Lemon Herb Grilled Chicken Quinoa Bowl (Print Version)

Vibrant bowl with juicy lemon-herb grilled chicken, fluffy quinoa, fresh vegetables, and tangy feta. A complete gluten-free meal ready in 45 minutes.

# What You Need:

→ Lemon Herb Grilled Chicken

01 - 1 lb boneless, skinless chicken breasts
02 - 2 tbsp olive oil
03 - 2 tbsp fresh lemon juice
04 - 1 tsp lemon zest
05 - 2 cloves garlic, minced
06 - 1 tbsp fresh parsley, chopped
07 - 1 tbsp fresh basil, chopped
08 - 1 tsp dried oregano
09 - ½ tsp salt
10 - ¼ tsp freshly ground black pepper

→ Quinoa

11 - 1 cup quinoa
12 - 2 cups water or low-sodium chicken broth
13 - ¼ tsp salt

→ Bowl Assembly

14 - 1 cup cherry tomatoes, halved
15 - 1 cup cucumber, diced
16 - ½ cup red onion, thinly sliced
17 - 1 cup baby spinach leaves
18 - ¼ cup feta cheese, crumbled (optional)
19 - 2 tbsp fresh dill or parsley, chopped
20 - Lemon wedges, for serving

# How to Prepare:

01 - Whisk together olive oil, lemon juice, lemon zest, garlic, parsley, basil, oregano, salt, and pepper in a bowl. Add chicken breasts and toss to coat thoroughly. Cover and refrigerate for at least 15 minutes, up to 2 hours for enhanced flavor penetration.

Given data:

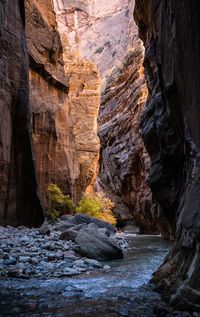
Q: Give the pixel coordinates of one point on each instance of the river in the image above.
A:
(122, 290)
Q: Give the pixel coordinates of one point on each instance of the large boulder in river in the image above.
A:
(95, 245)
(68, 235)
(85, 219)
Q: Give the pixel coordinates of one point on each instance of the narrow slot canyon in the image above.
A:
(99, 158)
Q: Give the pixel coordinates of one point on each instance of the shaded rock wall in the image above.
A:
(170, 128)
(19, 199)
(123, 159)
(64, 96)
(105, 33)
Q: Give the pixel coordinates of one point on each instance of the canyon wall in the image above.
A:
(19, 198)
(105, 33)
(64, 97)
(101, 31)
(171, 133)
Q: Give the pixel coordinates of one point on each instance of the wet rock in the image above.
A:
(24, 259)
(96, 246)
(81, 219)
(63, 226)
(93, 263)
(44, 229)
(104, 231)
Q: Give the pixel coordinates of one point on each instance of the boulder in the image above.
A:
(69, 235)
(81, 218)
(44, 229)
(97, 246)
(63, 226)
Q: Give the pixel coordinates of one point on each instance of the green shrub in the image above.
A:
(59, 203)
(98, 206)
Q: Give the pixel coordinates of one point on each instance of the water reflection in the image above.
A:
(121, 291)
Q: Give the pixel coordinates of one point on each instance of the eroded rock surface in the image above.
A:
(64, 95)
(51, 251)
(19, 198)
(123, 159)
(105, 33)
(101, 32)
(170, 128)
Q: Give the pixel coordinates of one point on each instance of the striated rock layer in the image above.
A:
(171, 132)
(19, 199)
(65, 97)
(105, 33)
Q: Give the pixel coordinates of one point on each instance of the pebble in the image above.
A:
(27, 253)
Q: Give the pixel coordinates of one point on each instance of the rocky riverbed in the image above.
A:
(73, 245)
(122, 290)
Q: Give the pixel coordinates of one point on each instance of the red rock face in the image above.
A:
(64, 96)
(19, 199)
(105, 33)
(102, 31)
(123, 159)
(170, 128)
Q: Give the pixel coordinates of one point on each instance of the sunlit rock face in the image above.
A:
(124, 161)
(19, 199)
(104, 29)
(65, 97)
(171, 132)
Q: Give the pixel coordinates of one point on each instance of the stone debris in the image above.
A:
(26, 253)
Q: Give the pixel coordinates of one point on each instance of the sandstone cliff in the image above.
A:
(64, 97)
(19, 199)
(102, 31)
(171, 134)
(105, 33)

Requirement 1:
How many cups of quinoa does the recipe call for?
Requirement 2:
Rewrite the records as a Markdown table with the columns Row and Line, from the line containing "shrub in the image above." through the end of the records. Give one numbered row per line and leave out blank lines.

Expected answer 1:
1 cup.

Expected answer 2:
| Row | Line |
|---|---|
| 1 | Q: Give the pixel coordinates of one point on each instance of the green shrub in the image above. |
| 2 | A: |
| 3 | (59, 203) |
| 4 | (98, 206) |
| 5 | Q: Give the pixel coordinates of one point on each instance of the water reflection in the image above. |
| 6 | A: |
| 7 | (121, 291) |
| 8 | Q: Give the pixel coordinates of one point on each instance of the eroded rock surface in the image above. |
| 9 | A: |
| 10 | (64, 95) |
| 11 | (51, 251) |
| 12 | (19, 198) |
| 13 | (123, 159) |
| 14 | (105, 33) |
| 15 | (101, 32) |
| 16 | (170, 128) |
| 17 | Q: Give the pixel coordinates of one point on each instance of the striated rock layer in the image above. |
| 18 | A: |
| 19 | (171, 132) |
| 20 | (19, 199) |
| 21 | (65, 97) |
| 22 | (105, 33) |
| 23 | Q: Give the pixel coordinates of one point on each instance of the pebble in the image above. |
| 24 | A: |
| 25 | (27, 253) |
| 26 | Q: Give the pixel coordinates of one point on each instance of the rocky riverbed in the image above. |
| 27 | A: |
| 28 | (73, 245) |
| 29 | (122, 290) |
| 30 | Q: Give the pixel coordinates of one point on each instance of the red rock face in the image above. |
| 31 | A: |
| 32 | (64, 96) |
| 33 | (19, 199) |
| 34 | (105, 33) |
| 35 | (102, 31) |
| 36 | (123, 159) |
| 37 | (170, 128) |
| 38 | Q: Give the pixel coordinates of one point on each instance of the sunlit rock face in the image above. |
| 39 | A: |
| 40 | (124, 161) |
| 41 | (19, 199) |
| 42 | (104, 29) |
| 43 | (65, 97) |
| 44 | (171, 132) |
| 45 | Q: Give the pixel coordinates of one point on each instance of the stone debris in the image above. |
| 46 | A: |
| 47 | (26, 253) |
| 48 | Q: Give the pixel coordinates of one point on each instance of the sandstone cliff in the image above. |
| 49 | A: |
| 50 | (64, 97) |
| 51 | (19, 199) |
| 52 | (102, 31) |
| 53 | (171, 134) |
| 54 | (105, 33) |